**Obiettivo del compito:** Restituisci parola per parola il tratto dell'intervista sul Quarto Stato in realtà aumentata compreso tra "Il progetto SMART-Augmented" e "IULM di Milano.", estremi inclusi.

**Brano fornito:**
====
ANNO XII - &MAGAZINE - 

Quando l'arte prende vita!

Intervista di Elisa Amadori

Dal 2 al 4 febbraio il Museo del Novecento di Milano ha ospitato l’evento Il Quarto Stato oltre il visibile: i visitatori, grazie alla realtà aumentata, hanno avuto l’occasione di interagire con la nota opera di Pelizza da Volpedo. Come? Non abbiamo forse tutti sognato di tuffarci nei dipinti.

insieme ai personaggi di disneyana memoria, Mary Poppins e Bert?

Ebbene, scaricando gratuitamente l’applicazione QuartoStatoAR, lo smartphone è divenuto lo strumento per rompere le barriere spaziotemporali e immergersi attivamente nel quadro.

Il progetto SMART-Augmented Culture coniuga arte e tecnologia, creando narrazioni multimediali in cui cultura e pubblico comunicano in ambienti amplificati. Il tanto appellato dialogo con il passato ormai non è più una metafora, ma letteralmente realtà.

Per dirla con Proust, il vero viaggio non consiste nel cercare nuove terre, ma nell’avere nuovi occhi.

Ma lasciamo la parola a uno dei promotori del progetto, Marco Pucci. Marco, artista multimediale originario di Roma, vive e lavora a Milano nel campo dell’arte e della comunicazione; insegna presso l’Accademia di Belle Arti di Brera e l’Università IULM di Milano.

Come ha risposto il pubblico all’evento? Le vostre aspettative sono state appagate?

Devo dire che la risposta è andata oltre le nostre aspettative, più di duemila visite in tre giorni, è stata dura gestire un tale afflusso di persone curiose ed interessate, ma anche molto gratificante: il lavoro è piaciuto ed il pubblico effettivamente pronto ad esperienze di questo tipo. Tra tutti mi ha colpito la reazione di una signora di Volpedo che ascoltando la storia raccontata da uno dei personaggi del quadro animato in AR si è commossa. Mi sono reso conto del fatto che in questo territorio l'opera “il quarto stato” è davvero molto amata.

Immagino che la scelta del soggetto non sia stata casuale... Cosa può dirci oggi quella coralità?

Su questo potrebbe rispondere meglio un sociologo forse. Dal mio punto di vista, che è un'opinione personale ovviamente, credo ancora fortemente nella possibilità di trasformazione che una comunità organizzata può avere collaborando per un bene comune. Se oggi ci siano o meno i presupposti per un agire collettivo e consapevole, non me ne rendo conto, ma lo spero davvero.

Se dovessi illustrarci la storia del progetto in cinque parole quali sceglieresti e perchè?
====
**Dati forniti:**
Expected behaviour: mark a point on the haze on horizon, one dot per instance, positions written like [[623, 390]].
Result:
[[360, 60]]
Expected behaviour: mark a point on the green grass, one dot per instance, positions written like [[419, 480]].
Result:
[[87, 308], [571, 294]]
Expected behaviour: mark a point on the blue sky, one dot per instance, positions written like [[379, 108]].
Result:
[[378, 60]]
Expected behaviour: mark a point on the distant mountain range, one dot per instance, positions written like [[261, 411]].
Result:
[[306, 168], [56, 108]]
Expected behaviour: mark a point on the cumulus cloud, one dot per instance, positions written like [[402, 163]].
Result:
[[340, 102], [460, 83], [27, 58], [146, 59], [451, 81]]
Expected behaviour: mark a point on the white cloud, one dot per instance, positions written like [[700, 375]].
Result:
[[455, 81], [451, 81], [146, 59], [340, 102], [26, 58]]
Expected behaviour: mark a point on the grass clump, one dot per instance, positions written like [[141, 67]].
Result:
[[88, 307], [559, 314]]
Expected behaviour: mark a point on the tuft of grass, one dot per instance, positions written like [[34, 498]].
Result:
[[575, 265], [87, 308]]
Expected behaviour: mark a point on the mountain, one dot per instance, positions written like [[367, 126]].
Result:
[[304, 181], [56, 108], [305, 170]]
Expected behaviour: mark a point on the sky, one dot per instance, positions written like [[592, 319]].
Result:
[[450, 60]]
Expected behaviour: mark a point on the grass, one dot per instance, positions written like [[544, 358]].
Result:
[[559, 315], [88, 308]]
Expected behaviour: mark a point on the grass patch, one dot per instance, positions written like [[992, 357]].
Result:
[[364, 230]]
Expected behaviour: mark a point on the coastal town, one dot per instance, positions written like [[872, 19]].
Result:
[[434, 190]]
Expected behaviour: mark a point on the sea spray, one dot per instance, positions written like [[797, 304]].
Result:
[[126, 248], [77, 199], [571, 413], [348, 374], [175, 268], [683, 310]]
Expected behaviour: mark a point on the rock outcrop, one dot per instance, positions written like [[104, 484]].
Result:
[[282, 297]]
====
**Risposta all'esercizio:**
Il progetto SMART-Augmented Culture coniuga arte e tecnologia, creando narrazioni multimediali in cui cultura e pubblico comunicano in ambienti amplificati. Il tanto appellato dialogo con il passato ormai non è più una metafora, ma letteralmente realtà.

Per dirla con Proust, il vero viaggio non consiste nel cercare nuove terre, ma nell’avere nuovi occhi.

Ma lasciamo la parola a uno dei promotori del progetto, Marco Pucci. Marco, artista multimediale originario di Roma, vive e lavora a Milano nel campo dell’arte e della comunicazione; insegna presso l’Accademia di Belle Arti di Brera e l’Università IULM di Milano.